**BRIEF**
Please count how many lines in the data below contain the word "shirt", and reply with only that number.

Rows from a dataset:

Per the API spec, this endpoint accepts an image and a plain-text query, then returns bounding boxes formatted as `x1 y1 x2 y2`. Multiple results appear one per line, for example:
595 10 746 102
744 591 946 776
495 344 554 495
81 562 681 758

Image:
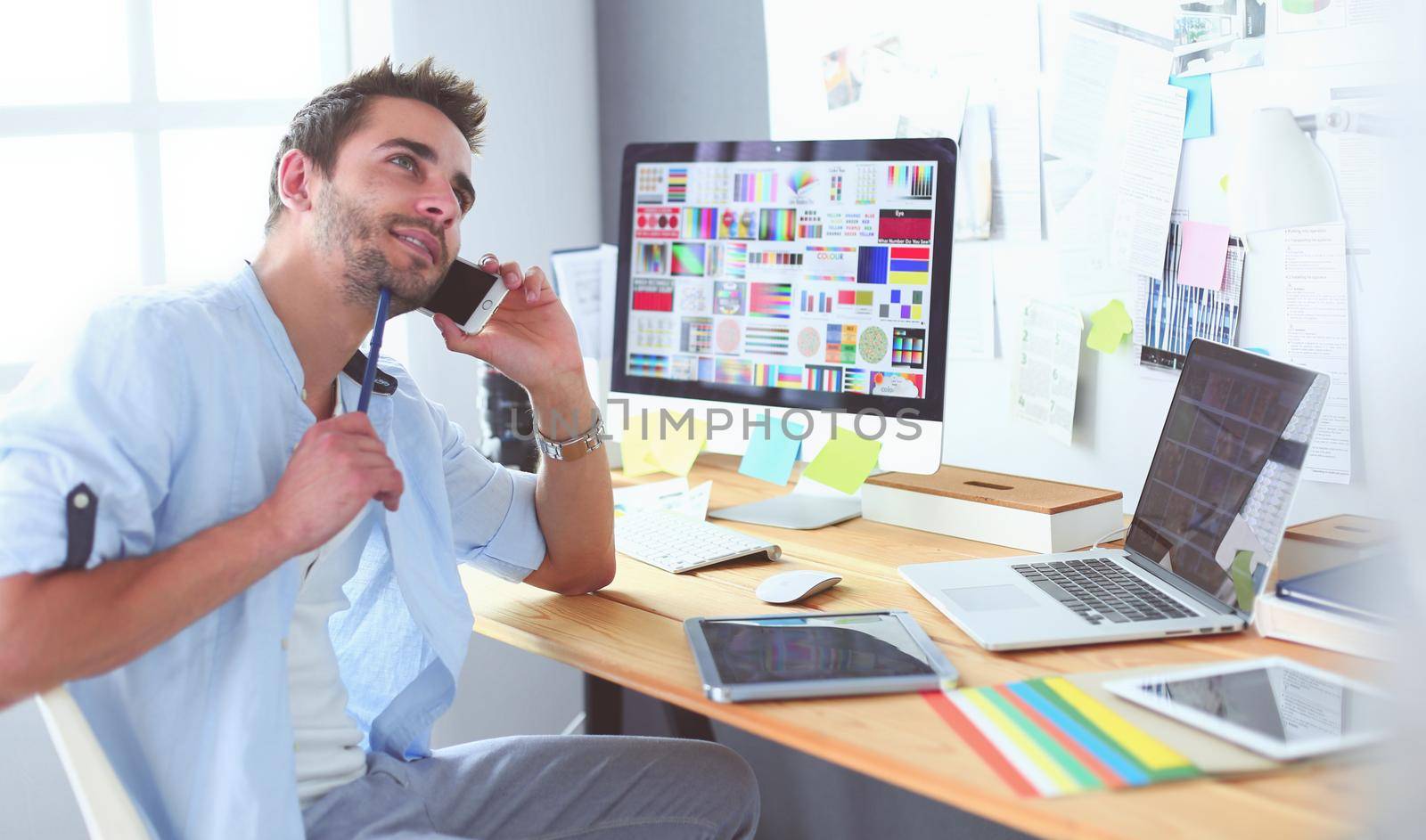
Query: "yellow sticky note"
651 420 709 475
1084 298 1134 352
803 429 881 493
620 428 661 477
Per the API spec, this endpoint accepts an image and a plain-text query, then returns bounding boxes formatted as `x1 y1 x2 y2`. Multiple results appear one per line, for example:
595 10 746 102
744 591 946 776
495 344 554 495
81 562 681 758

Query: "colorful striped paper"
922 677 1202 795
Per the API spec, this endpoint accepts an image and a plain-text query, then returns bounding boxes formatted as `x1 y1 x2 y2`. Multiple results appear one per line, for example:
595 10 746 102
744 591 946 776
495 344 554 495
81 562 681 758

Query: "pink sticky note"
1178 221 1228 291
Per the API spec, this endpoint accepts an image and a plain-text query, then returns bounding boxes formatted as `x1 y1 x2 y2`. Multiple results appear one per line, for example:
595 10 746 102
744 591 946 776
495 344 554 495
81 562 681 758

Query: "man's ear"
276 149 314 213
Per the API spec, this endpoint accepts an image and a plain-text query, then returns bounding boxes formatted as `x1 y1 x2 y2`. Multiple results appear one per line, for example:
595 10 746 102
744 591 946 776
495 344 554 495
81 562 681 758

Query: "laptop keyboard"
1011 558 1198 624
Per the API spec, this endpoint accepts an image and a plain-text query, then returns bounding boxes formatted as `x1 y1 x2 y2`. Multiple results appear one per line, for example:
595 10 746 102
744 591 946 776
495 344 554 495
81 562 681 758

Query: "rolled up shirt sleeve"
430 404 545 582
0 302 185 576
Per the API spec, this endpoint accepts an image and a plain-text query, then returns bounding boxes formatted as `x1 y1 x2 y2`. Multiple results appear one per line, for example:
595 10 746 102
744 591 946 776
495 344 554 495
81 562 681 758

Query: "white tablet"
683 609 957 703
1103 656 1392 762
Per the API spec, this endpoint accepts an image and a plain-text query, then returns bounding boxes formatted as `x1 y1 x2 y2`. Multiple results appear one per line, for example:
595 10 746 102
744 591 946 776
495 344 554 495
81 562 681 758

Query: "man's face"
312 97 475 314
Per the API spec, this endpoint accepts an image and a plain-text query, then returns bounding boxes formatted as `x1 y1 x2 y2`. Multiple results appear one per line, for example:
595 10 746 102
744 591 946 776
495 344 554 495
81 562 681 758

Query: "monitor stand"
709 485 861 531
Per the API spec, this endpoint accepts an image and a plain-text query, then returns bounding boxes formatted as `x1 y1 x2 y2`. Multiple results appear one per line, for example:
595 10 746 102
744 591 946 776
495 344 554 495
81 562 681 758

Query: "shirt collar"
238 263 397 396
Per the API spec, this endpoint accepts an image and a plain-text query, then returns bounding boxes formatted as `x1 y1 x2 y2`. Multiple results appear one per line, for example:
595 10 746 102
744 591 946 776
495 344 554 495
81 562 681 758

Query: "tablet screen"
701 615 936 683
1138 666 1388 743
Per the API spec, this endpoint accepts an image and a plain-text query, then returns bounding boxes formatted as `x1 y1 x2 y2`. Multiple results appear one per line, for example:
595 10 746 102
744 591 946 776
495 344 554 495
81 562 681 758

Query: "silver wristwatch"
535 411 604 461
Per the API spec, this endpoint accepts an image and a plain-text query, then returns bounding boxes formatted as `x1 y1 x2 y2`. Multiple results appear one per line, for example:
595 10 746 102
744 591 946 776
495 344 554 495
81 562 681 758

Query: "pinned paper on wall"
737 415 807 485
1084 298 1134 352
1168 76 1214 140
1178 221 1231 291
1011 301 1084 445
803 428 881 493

**REPLY**
2